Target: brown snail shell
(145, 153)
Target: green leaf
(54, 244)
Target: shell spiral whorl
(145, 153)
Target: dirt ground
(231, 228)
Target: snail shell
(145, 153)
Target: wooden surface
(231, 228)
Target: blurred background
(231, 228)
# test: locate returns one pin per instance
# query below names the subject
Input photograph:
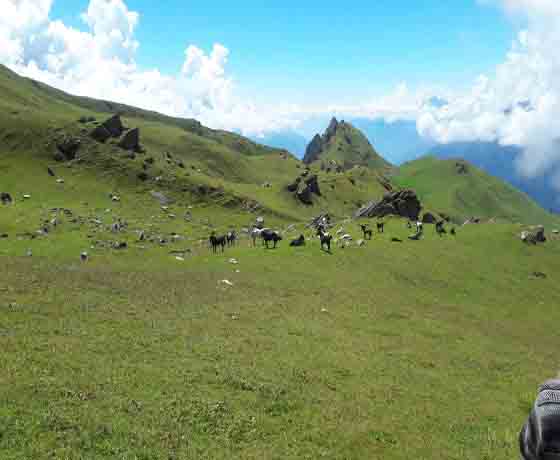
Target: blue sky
(305, 54)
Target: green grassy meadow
(395, 350)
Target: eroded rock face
(69, 147)
(403, 203)
(429, 218)
(6, 198)
(535, 236)
(313, 149)
(461, 168)
(114, 126)
(111, 127)
(131, 140)
(304, 187)
(100, 134)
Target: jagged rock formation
(67, 148)
(304, 187)
(535, 236)
(111, 127)
(461, 167)
(114, 128)
(429, 218)
(344, 146)
(131, 140)
(403, 203)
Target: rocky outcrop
(100, 134)
(403, 203)
(313, 149)
(111, 127)
(316, 146)
(304, 187)
(461, 168)
(114, 126)
(131, 140)
(429, 218)
(68, 148)
(6, 198)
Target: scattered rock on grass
(6, 198)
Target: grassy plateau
(428, 349)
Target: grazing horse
(256, 233)
(298, 242)
(325, 240)
(217, 241)
(270, 235)
(231, 238)
(368, 233)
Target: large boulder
(6, 198)
(131, 140)
(304, 193)
(111, 127)
(114, 126)
(312, 183)
(293, 187)
(161, 197)
(429, 218)
(461, 168)
(403, 203)
(100, 134)
(304, 187)
(313, 149)
(68, 147)
(535, 236)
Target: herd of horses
(267, 236)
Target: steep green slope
(462, 191)
(189, 161)
(344, 146)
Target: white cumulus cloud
(99, 61)
(520, 103)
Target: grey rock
(131, 140)
(403, 203)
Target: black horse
(326, 239)
(298, 242)
(217, 241)
(440, 229)
(368, 233)
(270, 235)
(231, 238)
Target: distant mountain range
(399, 142)
(343, 146)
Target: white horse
(257, 233)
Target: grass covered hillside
(181, 157)
(342, 147)
(122, 336)
(461, 190)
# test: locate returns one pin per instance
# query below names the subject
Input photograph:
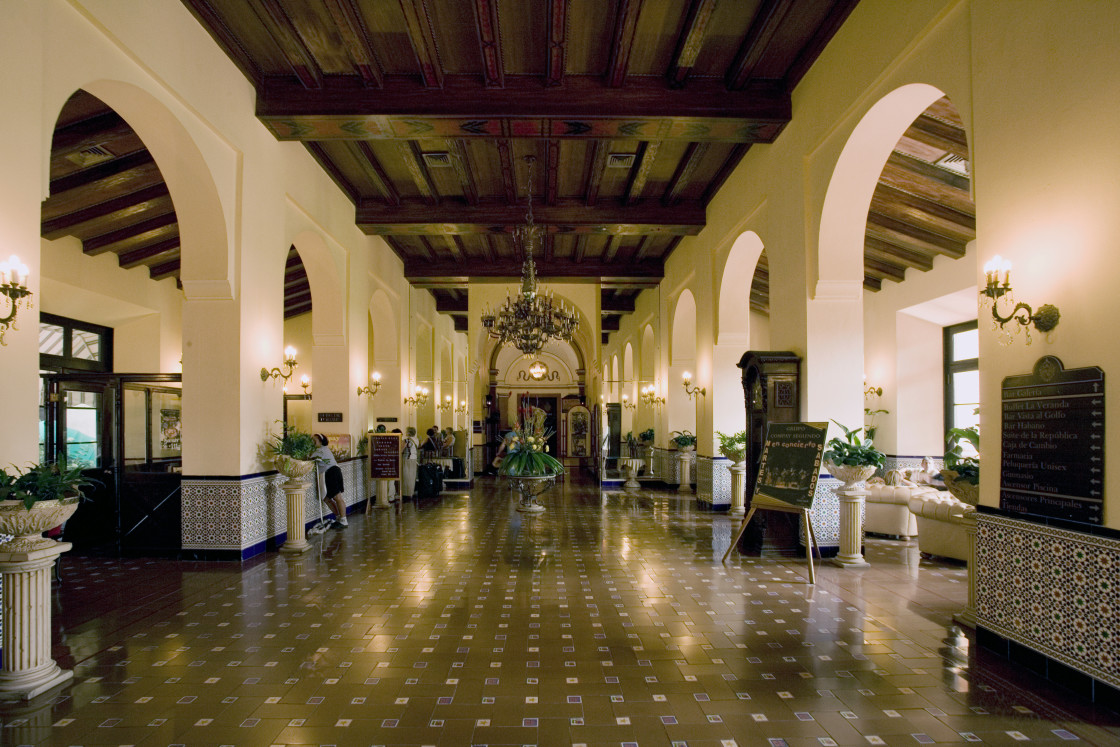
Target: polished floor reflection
(608, 619)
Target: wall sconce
(1044, 320)
(691, 391)
(374, 388)
(650, 398)
(419, 398)
(14, 286)
(289, 362)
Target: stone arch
(734, 308)
(206, 269)
(843, 213)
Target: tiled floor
(608, 619)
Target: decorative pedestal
(686, 485)
(529, 487)
(851, 497)
(631, 466)
(28, 669)
(297, 534)
(738, 505)
(968, 616)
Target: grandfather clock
(772, 391)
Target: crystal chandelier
(530, 319)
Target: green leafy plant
(291, 442)
(852, 450)
(734, 447)
(528, 455)
(967, 467)
(43, 482)
(682, 438)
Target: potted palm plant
(530, 468)
(37, 500)
(962, 473)
(852, 459)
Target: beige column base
(968, 616)
(851, 529)
(738, 505)
(297, 530)
(28, 669)
(686, 485)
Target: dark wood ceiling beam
(941, 134)
(623, 43)
(462, 165)
(896, 232)
(328, 165)
(423, 41)
(356, 38)
(763, 26)
(646, 155)
(610, 274)
(145, 254)
(115, 167)
(165, 270)
(888, 252)
(690, 41)
(558, 41)
(413, 160)
(212, 21)
(287, 38)
(585, 108)
(607, 218)
(490, 41)
(683, 174)
(378, 174)
(123, 205)
(98, 244)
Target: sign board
(1053, 439)
(384, 456)
(791, 463)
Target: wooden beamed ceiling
(422, 112)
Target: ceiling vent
(437, 160)
(90, 156)
(619, 160)
(954, 164)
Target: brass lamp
(289, 363)
(14, 287)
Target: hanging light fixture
(530, 319)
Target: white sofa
(887, 510)
(941, 524)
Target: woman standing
(333, 478)
(409, 454)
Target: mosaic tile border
(1052, 590)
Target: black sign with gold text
(1053, 433)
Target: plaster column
(28, 669)
(738, 505)
(686, 485)
(968, 616)
(297, 528)
(851, 528)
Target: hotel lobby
(238, 218)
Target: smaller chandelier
(530, 319)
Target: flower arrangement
(528, 454)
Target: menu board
(1053, 435)
(791, 463)
(384, 456)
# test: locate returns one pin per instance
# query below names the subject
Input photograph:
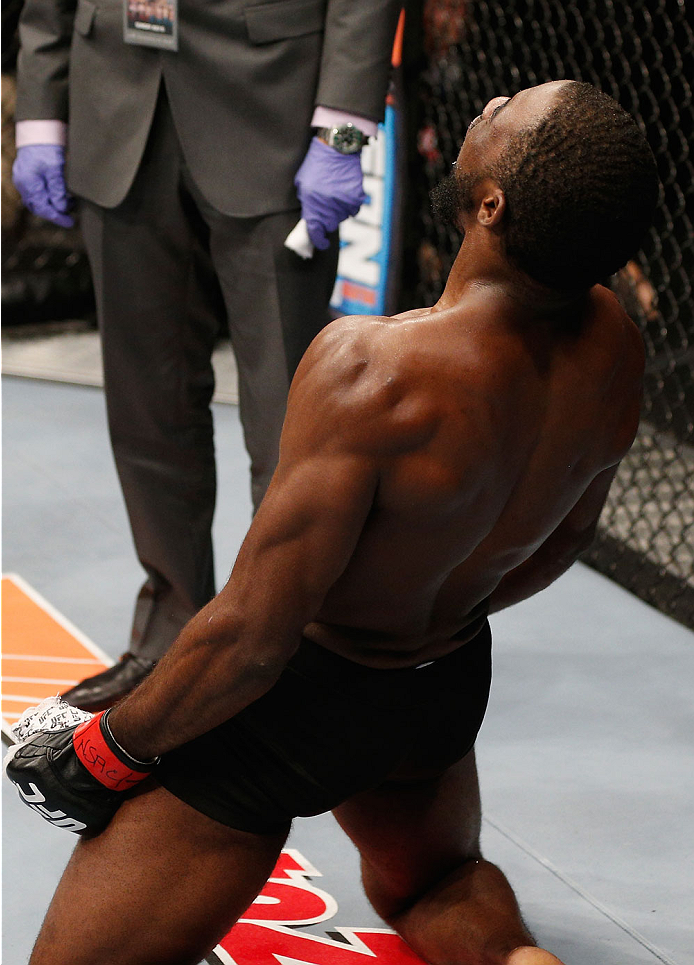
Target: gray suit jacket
(242, 87)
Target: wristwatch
(347, 139)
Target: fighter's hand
(330, 188)
(38, 175)
(68, 767)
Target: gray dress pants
(169, 271)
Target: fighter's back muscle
(512, 437)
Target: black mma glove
(69, 768)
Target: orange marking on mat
(43, 654)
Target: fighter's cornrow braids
(580, 188)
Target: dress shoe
(104, 689)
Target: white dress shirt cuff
(327, 117)
(40, 132)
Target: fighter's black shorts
(328, 729)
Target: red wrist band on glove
(92, 747)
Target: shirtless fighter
(435, 467)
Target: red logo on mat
(270, 935)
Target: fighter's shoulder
(611, 314)
(359, 369)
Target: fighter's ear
(492, 205)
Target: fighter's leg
(424, 873)
(160, 886)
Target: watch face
(347, 139)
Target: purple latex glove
(38, 176)
(330, 189)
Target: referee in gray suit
(192, 135)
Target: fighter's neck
(482, 268)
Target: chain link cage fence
(642, 54)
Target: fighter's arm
(300, 541)
(560, 550)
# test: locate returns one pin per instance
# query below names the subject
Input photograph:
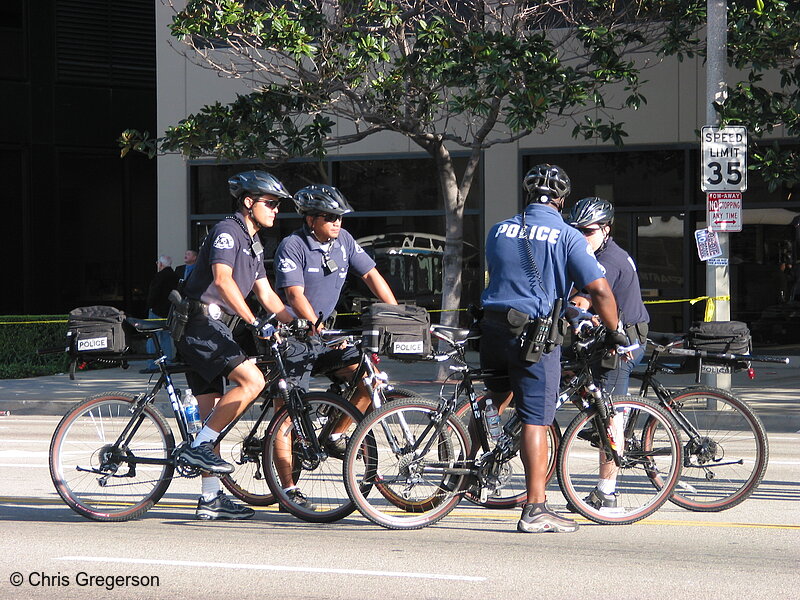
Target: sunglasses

▬▬▬▬▬▬▬▬▬▬

- _Work to complete_
Write out the whole listing above word for word, omitting the pictures.

- _Final result_
Target: brown snail shell
(145, 153)
Target: green leaf
(54, 244)
Target: shell spiral whorl
(145, 153)
Target: dirt ground
(231, 228)
Target: snail shell
(145, 153)
Target: wooden surface
(231, 228)
Target: blurred background
(231, 228)
# test: locate returns one pin per instance
# query below names the subject
Input photograph:
Target: blue sky
(305, 54)
Target: green grassy meadow
(395, 350)
Target: eroded rock face
(69, 147)
(403, 203)
(429, 218)
(6, 198)
(535, 236)
(313, 149)
(461, 168)
(114, 126)
(111, 127)
(131, 140)
(304, 187)
(100, 134)
Target: jagged rock formation
(67, 148)
(304, 187)
(535, 236)
(111, 127)
(461, 167)
(114, 128)
(429, 218)
(344, 146)
(131, 140)
(403, 203)
Target: rocky outcrop
(100, 134)
(403, 203)
(313, 149)
(111, 127)
(316, 146)
(304, 187)
(461, 168)
(114, 126)
(131, 140)
(429, 218)
(68, 148)
(6, 198)
Target: scattered rock on grass
(6, 198)
Target: grassy plateau
(428, 349)
Target: grazing horse
(256, 233)
(298, 242)
(325, 240)
(217, 241)
(270, 235)
(231, 238)
(368, 233)
Target: large boulder
(6, 198)
(131, 140)
(304, 193)
(111, 127)
(114, 126)
(312, 183)
(293, 187)
(161, 197)
(429, 218)
(461, 168)
(403, 203)
(100, 134)
(304, 187)
(313, 149)
(68, 147)
(535, 236)
Target: herd of horses
(267, 236)
Target: steep green slope
(462, 191)
(189, 161)
(344, 146)
Target: white cumulus cloud
(99, 61)
(520, 103)
Target: grey rock
(131, 140)
(403, 203)
Target: black horse
(326, 239)
(298, 242)
(217, 241)
(440, 229)
(368, 233)
(270, 235)
(231, 238)
Target: distant mountain range
(399, 142)
(343, 146)
Target: white horse
(257, 233)
Target: grass covered hillside
(181, 157)
(342, 147)
(122, 336)
(461, 190)
# test: locate returns one pin per instance
# query below names the subject
Input photograph:
Target: polished floor reflection
(608, 619)
Target: wall sconce
(1044, 320)
(691, 391)
(374, 388)
(650, 398)
(419, 398)
(14, 286)
(289, 362)
Target: stone arch
(734, 308)
(206, 269)
(843, 213)
Target: tiled floor
(608, 619)
Target: decorative pedestal
(686, 485)
(529, 487)
(851, 497)
(631, 466)
(28, 669)
(297, 534)
(738, 505)
(968, 616)
Target: grandfather clock
(772, 391)
Target: crystal chandelier
(530, 319)
Target: green leafy plant
(291, 442)
(852, 450)
(734, 447)
(528, 455)
(967, 467)
(43, 482)
(682, 438)
Target: potted palm plant
(530, 468)
(37, 500)
(962, 473)
(852, 459)
Target: beige column base
(968, 616)
(851, 529)
(738, 505)
(297, 530)
(28, 669)
(686, 485)
Target: dark wood ceiling beam
(941, 134)
(623, 43)
(462, 165)
(896, 232)
(328, 165)
(423, 41)
(356, 38)
(763, 26)
(646, 155)
(610, 274)
(145, 254)
(115, 167)
(165, 270)
(888, 252)
(690, 41)
(558, 41)
(413, 160)
(212, 21)
(287, 38)
(585, 108)
(607, 218)
(490, 41)
(683, 174)
(378, 174)
(123, 205)
(98, 244)
Target: sign board
(1053, 439)
(384, 456)
(791, 463)
Target: wooden beamed ceiling
(422, 112)
Target: ceiling vent
(437, 160)
(90, 156)
(619, 160)
(954, 164)
Target: brass lamp
(289, 363)
(14, 287)
Target: hanging light fixture
(530, 319)
Target: white sofa
(887, 510)
(941, 524)
Target: woman standing
(333, 478)
(409, 454)
Target: mosaic tile border
(1052, 590)
Target: black sign with gold text
(1053, 433)
Target: plaster column
(28, 669)
(738, 505)
(686, 485)
(968, 616)
(297, 528)
(851, 528)
Target: hotel lobby
(238, 218)
Target: smaller chandelier
(530, 319)
Target: flower arrangement
(528, 454)
Target: menu board
(1053, 435)
(791, 463)
(384, 456)
# test: locate returns one pin per instance
# query below names the subject
Input photograph:
Target: gray suit jacket
(242, 87)
Target: wristwatch
(347, 139)
Target: fighter's hand
(330, 188)
(38, 175)
(68, 767)
Target: gray dress pants
(169, 271)
Target: fighter's back muscle
(512, 437)
Target: black mma glove
(69, 768)
Target: orange marking on mat
(43, 654)
Target: fighter's cornrow braids
(580, 188)
Target: dress shoe
(104, 689)
Target: white dress shirt cuff
(327, 117)
(40, 132)
Target: fighter's black shorts
(328, 729)
Target: red wrist band on glove
(92, 747)
Target: shirtless fighter
(435, 467)
Target: red logo on mat
(270, 935)
Target: fighter's shoulder
(611, 314)
(359, 369)
Target: fighter's ear
(492, 205)
Target: fighter's leg
(424, 873)
(160, 886)
Target: watch face
(347, 139)
Target: purple latex glove
(38, 176)
(330, 189)
Target: referee in gray suit
(192, 135)
Target: fighter's neck
(482, 268)
Target: chain link cage fence
(642, 54)
Target: fighter's arm
(300, 541)
(560, 550)
# test: locate returns one pin per instance
# query below names the subject
Input photograph:
Target: sunglasses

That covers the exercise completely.